■ To be done ■
Find every line in the listing below that contains the word "wooden" and copy each of those lines out in full.

■ Task data ■
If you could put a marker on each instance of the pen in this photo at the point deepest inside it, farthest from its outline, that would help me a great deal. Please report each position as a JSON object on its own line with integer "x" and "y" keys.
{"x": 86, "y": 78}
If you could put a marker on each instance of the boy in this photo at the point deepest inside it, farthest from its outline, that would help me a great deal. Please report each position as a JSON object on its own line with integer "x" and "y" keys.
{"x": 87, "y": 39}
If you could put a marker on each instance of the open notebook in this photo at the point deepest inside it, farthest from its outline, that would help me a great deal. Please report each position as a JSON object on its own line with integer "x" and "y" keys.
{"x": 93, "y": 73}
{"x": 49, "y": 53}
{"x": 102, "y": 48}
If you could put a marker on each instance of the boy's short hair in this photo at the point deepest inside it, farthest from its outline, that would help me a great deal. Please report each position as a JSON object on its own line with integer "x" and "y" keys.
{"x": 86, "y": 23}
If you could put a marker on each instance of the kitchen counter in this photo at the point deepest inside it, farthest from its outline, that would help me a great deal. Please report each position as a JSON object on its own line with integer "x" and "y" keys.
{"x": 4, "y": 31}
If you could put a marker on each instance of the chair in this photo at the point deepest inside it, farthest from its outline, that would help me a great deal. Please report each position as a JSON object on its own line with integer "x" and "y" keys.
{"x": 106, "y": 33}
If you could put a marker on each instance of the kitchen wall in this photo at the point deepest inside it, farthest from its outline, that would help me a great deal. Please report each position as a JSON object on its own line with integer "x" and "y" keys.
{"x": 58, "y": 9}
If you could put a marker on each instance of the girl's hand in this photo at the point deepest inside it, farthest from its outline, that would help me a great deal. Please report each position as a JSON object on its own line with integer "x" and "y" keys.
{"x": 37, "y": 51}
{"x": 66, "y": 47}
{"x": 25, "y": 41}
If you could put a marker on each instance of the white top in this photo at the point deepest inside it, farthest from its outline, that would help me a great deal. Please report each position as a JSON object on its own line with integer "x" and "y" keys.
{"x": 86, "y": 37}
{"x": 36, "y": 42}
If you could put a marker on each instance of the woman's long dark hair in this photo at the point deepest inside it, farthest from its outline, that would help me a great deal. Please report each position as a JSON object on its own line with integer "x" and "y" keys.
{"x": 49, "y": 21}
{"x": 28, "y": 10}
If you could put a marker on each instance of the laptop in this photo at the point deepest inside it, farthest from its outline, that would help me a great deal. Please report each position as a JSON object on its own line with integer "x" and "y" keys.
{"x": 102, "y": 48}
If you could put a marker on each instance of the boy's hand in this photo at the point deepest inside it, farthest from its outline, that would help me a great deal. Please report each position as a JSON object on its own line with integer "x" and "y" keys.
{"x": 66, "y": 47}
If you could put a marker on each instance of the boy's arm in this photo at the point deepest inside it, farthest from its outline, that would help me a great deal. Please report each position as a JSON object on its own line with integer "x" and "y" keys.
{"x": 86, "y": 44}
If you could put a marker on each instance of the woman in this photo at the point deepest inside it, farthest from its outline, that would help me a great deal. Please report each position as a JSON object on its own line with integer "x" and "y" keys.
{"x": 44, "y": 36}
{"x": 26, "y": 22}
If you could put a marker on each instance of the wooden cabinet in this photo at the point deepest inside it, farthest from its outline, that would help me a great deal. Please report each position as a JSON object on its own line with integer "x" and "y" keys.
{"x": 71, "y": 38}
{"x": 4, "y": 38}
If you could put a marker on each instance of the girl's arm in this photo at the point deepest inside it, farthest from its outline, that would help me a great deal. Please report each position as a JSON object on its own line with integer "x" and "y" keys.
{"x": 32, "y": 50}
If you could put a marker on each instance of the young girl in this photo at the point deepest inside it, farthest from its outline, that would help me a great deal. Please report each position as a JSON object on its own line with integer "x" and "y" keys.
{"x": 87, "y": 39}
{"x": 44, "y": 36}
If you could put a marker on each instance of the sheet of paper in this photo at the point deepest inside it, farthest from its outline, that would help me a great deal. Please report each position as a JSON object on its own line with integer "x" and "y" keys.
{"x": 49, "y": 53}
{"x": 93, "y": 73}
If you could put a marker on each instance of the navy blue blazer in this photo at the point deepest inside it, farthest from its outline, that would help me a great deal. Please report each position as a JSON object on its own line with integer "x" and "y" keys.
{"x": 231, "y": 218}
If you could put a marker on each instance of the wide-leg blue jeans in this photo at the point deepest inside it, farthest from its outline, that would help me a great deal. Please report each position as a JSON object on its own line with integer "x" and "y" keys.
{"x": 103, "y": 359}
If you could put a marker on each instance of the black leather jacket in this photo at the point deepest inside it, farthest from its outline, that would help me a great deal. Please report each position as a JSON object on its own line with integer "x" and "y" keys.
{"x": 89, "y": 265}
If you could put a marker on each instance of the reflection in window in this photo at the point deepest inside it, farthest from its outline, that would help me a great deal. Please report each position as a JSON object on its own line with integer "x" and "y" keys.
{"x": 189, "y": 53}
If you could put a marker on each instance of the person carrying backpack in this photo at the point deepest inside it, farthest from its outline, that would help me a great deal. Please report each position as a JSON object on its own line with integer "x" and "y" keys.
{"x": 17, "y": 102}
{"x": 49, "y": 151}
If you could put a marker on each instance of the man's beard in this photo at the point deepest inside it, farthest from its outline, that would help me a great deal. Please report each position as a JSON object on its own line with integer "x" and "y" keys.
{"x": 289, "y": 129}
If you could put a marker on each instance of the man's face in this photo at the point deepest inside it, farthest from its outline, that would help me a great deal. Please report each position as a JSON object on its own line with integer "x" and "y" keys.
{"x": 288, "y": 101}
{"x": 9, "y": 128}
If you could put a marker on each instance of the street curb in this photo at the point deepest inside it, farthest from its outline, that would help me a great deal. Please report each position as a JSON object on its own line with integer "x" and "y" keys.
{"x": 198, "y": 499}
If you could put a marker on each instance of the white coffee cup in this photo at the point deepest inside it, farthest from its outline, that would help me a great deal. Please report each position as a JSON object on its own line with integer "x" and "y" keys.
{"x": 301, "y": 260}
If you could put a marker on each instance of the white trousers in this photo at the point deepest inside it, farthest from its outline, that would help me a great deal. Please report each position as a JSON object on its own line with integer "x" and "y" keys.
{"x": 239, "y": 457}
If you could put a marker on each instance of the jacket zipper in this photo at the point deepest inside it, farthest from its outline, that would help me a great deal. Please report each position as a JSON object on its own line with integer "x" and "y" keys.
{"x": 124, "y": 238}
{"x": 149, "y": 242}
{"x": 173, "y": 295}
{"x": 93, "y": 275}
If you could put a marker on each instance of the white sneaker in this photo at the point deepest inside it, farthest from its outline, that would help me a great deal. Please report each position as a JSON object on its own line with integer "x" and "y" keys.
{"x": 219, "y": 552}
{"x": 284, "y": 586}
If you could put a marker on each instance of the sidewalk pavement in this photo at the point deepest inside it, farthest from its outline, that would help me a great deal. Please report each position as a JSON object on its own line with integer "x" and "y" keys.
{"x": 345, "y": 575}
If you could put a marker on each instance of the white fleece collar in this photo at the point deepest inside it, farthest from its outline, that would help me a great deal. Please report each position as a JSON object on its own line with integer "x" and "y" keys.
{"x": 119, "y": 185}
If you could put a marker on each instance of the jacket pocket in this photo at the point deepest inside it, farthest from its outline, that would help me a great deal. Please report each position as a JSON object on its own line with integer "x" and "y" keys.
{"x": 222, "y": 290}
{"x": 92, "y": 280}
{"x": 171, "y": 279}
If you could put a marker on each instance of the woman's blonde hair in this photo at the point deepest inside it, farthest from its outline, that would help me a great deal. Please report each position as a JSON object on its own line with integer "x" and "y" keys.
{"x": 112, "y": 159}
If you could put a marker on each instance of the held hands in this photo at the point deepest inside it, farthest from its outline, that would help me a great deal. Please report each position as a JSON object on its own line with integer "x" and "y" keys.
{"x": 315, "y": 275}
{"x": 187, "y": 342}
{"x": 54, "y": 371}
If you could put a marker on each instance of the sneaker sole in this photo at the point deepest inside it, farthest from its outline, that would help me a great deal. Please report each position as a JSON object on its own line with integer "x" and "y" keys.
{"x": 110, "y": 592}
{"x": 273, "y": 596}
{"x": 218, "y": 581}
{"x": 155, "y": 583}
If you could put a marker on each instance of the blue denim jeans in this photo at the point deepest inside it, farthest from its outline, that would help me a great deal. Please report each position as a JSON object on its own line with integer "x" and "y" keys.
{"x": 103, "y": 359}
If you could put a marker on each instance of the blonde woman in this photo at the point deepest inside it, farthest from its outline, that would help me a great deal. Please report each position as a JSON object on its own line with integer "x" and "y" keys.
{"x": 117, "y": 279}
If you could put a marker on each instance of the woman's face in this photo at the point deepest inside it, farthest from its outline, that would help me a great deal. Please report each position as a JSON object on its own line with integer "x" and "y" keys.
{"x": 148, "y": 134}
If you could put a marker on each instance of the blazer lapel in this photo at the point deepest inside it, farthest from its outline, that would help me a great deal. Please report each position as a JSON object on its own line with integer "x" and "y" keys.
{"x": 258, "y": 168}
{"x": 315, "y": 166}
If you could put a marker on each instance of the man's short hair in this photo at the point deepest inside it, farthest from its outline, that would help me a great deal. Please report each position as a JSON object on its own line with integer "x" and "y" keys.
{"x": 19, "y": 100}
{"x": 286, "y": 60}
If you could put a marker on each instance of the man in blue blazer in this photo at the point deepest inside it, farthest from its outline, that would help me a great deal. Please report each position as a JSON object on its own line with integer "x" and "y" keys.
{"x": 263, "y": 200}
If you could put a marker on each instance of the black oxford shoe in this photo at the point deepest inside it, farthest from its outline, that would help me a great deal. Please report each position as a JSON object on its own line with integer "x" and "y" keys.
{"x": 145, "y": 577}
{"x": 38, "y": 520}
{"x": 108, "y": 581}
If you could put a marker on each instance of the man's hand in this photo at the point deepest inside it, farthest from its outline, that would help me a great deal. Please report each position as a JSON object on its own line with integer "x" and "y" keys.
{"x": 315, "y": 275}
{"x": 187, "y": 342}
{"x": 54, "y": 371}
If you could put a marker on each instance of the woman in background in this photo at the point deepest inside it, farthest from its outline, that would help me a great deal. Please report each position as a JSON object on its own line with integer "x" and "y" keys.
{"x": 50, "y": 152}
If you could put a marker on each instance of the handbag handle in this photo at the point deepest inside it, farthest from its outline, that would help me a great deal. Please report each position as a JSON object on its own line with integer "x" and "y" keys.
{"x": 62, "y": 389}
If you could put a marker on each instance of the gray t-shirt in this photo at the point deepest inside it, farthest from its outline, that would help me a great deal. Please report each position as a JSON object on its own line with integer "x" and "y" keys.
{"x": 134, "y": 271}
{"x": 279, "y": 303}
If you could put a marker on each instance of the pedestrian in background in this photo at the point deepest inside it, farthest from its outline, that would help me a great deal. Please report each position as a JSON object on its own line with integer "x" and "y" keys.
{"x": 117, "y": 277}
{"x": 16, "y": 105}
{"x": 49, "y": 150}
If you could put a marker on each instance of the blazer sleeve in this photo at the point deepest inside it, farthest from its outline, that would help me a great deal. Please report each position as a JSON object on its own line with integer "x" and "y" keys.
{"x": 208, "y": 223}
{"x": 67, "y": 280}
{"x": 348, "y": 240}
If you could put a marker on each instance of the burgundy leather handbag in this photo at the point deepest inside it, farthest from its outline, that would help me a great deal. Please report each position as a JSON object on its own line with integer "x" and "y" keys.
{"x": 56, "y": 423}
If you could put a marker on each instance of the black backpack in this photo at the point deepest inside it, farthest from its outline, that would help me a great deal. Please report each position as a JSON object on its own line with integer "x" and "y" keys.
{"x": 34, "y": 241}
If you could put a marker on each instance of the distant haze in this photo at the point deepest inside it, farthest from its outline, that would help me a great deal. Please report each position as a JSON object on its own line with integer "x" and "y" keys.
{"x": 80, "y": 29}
...
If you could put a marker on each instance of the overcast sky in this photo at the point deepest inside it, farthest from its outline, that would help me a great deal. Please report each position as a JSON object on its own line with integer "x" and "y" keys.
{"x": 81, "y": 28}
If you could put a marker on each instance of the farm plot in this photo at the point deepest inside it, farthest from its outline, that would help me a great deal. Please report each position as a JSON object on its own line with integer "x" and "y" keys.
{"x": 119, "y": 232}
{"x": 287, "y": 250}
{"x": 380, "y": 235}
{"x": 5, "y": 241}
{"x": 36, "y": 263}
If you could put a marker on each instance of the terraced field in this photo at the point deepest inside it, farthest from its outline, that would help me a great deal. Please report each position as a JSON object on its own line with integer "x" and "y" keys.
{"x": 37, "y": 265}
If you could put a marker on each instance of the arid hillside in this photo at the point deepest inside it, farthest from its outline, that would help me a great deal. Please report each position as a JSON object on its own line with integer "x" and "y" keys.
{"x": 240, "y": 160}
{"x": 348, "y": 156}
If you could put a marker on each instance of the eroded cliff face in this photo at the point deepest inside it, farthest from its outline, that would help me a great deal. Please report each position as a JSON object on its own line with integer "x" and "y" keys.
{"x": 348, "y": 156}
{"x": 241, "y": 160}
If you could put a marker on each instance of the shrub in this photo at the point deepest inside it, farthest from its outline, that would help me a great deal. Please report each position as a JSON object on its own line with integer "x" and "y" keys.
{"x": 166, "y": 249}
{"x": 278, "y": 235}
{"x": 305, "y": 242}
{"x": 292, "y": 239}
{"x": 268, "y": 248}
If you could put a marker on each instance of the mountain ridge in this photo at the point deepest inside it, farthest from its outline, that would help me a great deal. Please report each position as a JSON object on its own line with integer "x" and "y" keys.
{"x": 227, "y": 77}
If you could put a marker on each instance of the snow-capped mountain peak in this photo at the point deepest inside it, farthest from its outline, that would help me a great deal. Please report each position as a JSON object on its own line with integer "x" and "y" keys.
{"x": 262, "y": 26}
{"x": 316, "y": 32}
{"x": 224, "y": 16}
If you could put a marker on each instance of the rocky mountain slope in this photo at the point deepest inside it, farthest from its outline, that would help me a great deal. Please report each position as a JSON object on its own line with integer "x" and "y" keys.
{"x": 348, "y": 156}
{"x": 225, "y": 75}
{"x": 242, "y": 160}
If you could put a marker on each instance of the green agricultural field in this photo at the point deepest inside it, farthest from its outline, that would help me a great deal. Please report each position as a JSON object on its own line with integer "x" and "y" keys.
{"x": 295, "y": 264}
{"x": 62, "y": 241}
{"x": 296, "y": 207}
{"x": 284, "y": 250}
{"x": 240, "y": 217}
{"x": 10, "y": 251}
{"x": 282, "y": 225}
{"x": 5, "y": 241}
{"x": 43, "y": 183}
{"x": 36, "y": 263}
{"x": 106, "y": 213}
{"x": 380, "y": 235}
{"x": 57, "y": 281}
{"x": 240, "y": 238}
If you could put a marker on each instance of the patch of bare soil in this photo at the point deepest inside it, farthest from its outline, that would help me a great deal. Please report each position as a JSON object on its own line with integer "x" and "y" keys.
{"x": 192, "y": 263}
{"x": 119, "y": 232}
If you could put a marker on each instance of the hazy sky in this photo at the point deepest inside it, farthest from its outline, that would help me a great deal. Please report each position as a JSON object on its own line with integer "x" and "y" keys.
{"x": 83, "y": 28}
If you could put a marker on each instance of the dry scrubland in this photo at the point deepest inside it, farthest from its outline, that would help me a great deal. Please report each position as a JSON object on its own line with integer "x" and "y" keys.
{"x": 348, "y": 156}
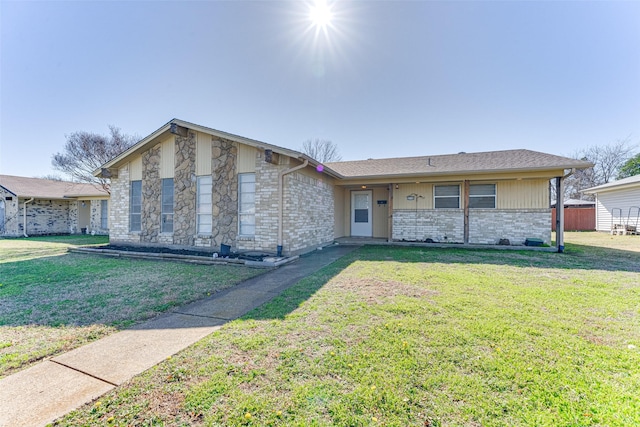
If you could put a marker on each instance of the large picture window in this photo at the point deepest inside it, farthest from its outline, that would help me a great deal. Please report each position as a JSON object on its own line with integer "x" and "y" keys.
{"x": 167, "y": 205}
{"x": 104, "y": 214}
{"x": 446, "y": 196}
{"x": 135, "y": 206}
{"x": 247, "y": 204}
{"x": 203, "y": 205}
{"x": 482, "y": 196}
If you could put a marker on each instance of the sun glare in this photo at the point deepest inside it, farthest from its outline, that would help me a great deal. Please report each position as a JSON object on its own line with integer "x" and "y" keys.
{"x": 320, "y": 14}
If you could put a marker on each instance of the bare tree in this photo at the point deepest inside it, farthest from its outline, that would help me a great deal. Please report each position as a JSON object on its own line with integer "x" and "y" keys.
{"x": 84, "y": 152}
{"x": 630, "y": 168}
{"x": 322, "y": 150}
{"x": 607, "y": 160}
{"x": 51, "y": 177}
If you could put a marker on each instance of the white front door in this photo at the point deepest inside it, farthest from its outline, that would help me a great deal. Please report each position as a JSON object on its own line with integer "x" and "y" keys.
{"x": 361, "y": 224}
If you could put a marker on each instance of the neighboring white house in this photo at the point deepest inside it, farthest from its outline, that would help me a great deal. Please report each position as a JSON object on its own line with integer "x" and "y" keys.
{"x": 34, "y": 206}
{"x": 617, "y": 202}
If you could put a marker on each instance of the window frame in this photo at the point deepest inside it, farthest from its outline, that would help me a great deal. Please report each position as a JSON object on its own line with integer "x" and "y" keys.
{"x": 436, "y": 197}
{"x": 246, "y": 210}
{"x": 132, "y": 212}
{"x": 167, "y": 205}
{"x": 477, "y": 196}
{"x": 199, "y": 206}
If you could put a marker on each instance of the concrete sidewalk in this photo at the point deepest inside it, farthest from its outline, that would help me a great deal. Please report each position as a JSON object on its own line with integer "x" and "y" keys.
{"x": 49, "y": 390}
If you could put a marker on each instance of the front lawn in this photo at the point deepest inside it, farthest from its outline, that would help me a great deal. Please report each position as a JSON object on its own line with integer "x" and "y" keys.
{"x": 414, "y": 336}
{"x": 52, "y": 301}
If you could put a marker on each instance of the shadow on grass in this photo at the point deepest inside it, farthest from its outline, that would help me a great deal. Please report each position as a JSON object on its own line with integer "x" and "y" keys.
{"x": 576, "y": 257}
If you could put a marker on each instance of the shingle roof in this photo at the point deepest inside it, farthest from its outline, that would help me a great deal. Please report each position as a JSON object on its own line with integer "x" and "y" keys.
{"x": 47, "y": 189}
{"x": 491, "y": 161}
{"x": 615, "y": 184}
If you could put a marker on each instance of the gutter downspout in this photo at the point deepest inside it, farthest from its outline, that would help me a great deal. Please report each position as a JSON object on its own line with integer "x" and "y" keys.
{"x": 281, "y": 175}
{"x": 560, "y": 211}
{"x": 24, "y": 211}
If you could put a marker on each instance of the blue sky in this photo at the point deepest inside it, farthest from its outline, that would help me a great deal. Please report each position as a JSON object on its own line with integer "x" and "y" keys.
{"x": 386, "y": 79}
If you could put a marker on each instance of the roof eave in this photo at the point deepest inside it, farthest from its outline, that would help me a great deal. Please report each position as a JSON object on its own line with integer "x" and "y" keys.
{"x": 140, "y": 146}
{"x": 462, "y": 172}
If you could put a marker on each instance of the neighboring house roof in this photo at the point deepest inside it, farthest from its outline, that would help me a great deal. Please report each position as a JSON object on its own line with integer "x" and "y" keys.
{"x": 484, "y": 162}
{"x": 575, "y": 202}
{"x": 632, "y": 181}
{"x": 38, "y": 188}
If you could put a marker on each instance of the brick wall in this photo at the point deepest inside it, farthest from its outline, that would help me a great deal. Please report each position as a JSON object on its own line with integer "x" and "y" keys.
---
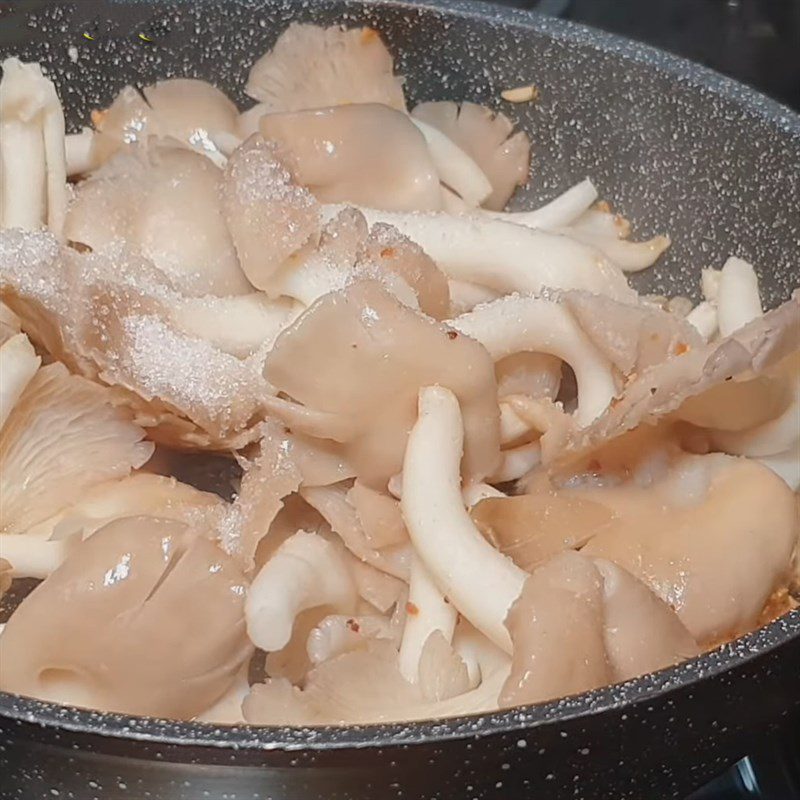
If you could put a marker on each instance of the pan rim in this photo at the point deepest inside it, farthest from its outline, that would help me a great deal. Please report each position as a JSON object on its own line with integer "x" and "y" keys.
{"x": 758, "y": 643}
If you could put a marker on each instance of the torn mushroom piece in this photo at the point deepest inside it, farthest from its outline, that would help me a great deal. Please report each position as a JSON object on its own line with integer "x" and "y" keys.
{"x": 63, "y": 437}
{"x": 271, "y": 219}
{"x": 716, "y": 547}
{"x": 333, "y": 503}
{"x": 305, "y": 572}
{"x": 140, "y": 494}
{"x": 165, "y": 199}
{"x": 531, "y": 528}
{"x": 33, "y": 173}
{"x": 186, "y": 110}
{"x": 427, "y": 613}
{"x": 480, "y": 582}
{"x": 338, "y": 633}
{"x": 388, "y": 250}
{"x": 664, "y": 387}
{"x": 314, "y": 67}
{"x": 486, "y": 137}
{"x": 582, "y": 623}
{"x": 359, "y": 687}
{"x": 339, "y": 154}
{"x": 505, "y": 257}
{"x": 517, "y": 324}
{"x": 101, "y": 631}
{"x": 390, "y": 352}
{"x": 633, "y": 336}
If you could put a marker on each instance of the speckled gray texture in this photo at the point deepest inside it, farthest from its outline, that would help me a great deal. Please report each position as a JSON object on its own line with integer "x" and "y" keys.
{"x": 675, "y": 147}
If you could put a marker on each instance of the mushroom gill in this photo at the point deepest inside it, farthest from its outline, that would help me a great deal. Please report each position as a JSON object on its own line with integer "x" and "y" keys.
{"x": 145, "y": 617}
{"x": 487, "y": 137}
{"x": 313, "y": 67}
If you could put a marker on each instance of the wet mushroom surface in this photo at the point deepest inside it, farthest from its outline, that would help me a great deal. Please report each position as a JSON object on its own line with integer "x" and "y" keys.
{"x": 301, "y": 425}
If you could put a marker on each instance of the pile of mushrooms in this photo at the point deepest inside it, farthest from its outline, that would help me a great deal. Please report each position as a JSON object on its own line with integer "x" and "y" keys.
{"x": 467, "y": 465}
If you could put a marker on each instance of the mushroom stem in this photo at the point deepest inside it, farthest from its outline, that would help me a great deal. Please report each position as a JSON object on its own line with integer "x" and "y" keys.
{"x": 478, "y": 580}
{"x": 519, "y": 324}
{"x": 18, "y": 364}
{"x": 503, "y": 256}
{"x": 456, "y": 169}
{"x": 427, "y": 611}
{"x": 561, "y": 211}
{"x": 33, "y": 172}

■ Final result ■
If you could put a marker on each instance of the wooden cabinet in this photo at the point deepest inside it, farthest from its outline, that would help me a great deal. Please report each position as a JSON object on its own line with integer "x" and "y" keys.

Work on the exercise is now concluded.